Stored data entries
BEGIN

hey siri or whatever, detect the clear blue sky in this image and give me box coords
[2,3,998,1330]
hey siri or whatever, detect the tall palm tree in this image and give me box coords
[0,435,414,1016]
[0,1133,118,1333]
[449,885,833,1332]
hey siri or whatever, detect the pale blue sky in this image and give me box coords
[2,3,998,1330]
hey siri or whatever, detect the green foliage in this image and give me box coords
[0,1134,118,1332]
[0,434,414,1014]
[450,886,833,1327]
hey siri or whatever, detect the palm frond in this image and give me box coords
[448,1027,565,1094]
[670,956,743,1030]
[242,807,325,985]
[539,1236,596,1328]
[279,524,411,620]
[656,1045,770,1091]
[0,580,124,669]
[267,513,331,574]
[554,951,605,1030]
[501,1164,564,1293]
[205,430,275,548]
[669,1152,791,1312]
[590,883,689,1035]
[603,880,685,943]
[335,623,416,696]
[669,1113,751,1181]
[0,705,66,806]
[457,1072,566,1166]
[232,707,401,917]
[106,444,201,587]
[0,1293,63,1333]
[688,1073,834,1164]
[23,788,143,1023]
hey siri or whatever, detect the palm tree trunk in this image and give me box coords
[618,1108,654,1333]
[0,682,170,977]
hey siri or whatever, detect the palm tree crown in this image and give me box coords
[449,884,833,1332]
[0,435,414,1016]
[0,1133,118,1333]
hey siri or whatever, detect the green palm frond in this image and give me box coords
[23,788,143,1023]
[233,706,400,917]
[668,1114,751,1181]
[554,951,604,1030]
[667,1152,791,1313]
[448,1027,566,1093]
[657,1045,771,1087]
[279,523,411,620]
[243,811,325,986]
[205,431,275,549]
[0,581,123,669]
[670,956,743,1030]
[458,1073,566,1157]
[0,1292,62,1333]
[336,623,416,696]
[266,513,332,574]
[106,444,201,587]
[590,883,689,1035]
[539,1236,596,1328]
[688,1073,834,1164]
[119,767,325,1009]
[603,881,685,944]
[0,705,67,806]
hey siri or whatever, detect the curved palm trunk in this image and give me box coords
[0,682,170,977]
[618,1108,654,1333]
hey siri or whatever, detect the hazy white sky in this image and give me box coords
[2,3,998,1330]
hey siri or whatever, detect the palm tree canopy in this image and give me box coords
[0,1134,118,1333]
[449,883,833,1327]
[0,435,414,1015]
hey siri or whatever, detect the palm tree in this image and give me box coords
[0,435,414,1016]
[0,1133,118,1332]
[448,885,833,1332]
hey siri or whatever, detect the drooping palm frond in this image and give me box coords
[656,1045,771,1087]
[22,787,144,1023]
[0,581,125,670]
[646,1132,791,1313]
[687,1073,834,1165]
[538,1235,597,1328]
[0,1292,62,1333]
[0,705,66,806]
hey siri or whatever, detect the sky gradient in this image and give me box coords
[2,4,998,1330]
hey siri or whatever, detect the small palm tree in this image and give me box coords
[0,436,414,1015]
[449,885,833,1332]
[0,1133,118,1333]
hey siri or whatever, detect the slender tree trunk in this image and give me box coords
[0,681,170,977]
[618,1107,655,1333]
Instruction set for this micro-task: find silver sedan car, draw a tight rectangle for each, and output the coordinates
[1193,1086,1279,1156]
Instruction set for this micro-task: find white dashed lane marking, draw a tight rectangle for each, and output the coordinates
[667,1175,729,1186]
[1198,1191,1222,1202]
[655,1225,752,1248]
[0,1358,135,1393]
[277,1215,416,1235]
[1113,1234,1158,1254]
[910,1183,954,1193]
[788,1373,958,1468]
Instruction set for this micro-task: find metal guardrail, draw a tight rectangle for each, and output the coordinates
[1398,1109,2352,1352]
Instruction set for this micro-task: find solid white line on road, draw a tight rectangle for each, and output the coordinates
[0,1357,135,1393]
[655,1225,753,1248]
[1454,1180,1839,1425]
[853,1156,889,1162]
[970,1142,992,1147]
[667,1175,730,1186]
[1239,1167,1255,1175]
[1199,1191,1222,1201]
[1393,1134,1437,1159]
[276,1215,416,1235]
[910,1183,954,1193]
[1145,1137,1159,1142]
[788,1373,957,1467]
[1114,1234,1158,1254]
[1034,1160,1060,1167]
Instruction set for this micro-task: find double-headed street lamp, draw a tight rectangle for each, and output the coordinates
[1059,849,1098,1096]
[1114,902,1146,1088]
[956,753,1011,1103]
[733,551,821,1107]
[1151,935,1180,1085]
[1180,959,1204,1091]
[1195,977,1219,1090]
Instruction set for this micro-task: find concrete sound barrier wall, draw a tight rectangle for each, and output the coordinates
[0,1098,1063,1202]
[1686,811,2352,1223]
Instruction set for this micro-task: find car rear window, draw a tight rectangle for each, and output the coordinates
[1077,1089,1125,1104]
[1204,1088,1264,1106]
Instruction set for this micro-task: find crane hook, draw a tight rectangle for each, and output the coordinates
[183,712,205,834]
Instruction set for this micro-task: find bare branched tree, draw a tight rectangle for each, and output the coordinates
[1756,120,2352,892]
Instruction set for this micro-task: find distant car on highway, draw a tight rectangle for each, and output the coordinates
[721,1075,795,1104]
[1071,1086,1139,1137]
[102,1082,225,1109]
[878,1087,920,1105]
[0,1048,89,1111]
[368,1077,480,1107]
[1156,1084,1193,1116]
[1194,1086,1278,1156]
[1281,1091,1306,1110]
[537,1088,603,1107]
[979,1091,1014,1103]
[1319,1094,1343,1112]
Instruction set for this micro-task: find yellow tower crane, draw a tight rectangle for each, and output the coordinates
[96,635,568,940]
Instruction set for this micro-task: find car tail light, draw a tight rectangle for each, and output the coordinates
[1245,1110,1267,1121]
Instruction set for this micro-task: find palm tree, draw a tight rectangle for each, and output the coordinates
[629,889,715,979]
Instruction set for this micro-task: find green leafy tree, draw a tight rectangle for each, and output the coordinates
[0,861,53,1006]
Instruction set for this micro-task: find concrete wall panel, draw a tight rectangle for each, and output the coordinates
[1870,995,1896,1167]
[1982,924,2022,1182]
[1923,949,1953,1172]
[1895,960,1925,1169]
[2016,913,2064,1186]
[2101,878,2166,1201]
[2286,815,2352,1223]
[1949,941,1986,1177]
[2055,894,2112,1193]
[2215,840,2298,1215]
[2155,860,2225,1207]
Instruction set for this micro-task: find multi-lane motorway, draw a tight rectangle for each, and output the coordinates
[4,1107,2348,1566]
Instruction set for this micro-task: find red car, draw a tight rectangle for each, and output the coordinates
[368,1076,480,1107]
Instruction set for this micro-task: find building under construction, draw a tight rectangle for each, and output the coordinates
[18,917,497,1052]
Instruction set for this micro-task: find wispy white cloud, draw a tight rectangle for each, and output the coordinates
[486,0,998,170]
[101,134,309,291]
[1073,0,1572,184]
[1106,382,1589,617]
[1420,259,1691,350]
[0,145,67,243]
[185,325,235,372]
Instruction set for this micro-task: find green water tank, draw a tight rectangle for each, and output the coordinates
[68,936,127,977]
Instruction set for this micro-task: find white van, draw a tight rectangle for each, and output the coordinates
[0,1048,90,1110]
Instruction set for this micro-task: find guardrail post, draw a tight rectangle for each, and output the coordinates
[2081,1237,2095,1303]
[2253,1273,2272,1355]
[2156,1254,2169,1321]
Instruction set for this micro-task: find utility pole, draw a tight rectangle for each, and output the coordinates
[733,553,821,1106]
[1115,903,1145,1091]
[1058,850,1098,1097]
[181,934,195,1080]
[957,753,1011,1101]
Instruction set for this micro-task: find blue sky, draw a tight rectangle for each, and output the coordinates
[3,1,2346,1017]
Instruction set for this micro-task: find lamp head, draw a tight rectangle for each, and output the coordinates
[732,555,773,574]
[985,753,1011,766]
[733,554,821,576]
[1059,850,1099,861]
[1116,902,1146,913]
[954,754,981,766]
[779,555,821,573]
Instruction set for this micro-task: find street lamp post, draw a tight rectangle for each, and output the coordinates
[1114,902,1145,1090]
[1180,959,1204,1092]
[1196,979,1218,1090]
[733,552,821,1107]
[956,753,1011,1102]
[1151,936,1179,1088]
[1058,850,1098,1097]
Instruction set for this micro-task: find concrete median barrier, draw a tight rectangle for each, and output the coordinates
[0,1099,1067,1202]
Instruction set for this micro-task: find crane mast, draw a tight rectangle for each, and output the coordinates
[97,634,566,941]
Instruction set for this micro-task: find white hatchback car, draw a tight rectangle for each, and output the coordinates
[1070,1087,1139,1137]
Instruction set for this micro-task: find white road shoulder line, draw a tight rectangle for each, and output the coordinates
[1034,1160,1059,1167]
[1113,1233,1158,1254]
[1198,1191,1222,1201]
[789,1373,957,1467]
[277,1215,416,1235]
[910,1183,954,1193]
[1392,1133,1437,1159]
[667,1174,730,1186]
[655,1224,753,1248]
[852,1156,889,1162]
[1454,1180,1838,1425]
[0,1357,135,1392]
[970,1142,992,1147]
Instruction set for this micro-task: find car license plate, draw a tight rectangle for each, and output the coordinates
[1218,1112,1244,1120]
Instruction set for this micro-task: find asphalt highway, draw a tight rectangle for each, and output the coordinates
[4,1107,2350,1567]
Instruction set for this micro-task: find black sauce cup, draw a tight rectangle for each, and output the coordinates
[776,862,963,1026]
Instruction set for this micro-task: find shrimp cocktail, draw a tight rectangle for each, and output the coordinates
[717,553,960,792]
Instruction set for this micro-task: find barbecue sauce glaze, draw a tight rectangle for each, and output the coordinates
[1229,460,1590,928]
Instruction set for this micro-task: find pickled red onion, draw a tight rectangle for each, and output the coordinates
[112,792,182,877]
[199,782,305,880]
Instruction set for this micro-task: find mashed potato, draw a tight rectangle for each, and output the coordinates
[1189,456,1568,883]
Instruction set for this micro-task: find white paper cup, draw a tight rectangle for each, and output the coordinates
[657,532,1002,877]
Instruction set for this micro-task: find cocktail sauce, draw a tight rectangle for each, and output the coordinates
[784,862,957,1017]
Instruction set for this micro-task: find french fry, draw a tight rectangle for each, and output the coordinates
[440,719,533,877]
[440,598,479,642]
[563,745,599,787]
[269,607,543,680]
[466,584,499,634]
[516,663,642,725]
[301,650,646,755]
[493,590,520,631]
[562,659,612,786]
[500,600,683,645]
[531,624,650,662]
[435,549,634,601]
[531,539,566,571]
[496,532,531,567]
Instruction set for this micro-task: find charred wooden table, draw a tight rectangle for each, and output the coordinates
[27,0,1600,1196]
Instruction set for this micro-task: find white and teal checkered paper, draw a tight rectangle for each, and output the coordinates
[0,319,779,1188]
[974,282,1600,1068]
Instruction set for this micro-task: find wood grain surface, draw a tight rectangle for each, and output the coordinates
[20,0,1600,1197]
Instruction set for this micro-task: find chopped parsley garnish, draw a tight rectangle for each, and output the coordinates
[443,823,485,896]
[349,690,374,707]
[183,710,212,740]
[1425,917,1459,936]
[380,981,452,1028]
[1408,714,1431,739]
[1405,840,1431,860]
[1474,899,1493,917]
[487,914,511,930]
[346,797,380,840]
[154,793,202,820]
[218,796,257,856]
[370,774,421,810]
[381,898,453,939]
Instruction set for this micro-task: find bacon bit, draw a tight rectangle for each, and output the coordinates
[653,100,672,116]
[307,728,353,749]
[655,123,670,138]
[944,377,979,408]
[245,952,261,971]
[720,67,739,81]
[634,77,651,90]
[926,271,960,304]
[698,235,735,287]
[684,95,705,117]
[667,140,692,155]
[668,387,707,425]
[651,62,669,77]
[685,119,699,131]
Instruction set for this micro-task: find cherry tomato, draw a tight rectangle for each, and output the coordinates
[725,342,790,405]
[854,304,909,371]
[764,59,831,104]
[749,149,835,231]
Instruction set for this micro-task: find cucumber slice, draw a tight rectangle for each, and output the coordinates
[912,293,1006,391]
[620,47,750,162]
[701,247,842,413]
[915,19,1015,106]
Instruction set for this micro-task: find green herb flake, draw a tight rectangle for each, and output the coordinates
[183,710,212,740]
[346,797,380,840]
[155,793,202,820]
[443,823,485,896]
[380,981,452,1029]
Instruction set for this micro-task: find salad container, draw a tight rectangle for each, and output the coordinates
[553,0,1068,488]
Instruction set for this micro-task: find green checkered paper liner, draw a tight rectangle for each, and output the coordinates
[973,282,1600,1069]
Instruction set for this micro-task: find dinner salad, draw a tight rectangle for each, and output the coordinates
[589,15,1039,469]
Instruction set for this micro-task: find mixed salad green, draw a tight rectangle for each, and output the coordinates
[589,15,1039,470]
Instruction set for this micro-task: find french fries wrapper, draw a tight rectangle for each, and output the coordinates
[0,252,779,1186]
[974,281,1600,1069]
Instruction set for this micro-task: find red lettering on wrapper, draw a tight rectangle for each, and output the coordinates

END

# Your objective:
Set down the lines above exactly as written. Begin at the line containing "Instruction set for this micro-task: find green checkered" and stop after the last line.

# Output below:
Instruction set for this micro-task: find green checkered paper liner, draw a tight rectangle for each, and output the coordinates
[973,282,1600,1069]
Instruction set for this micro-task: find dinner salad, draw a tight rectangle for each, and output the coordinates
[589,15,1039,469]
Instruction set for this micro-task: find mixed salad green, draw a tight rectangle for each, and output the coordinates
[589,15,1039,470]
Instruction set for this micro-task: find french fries wrapper, draw a tight rectangle for each, and output the coordinates
[0,252,779,1186]
[974,281,1600,1069]
Instruction set for this micro-task: find red lettering on wrapper, draw a tight rectangle for each, and output the coordinates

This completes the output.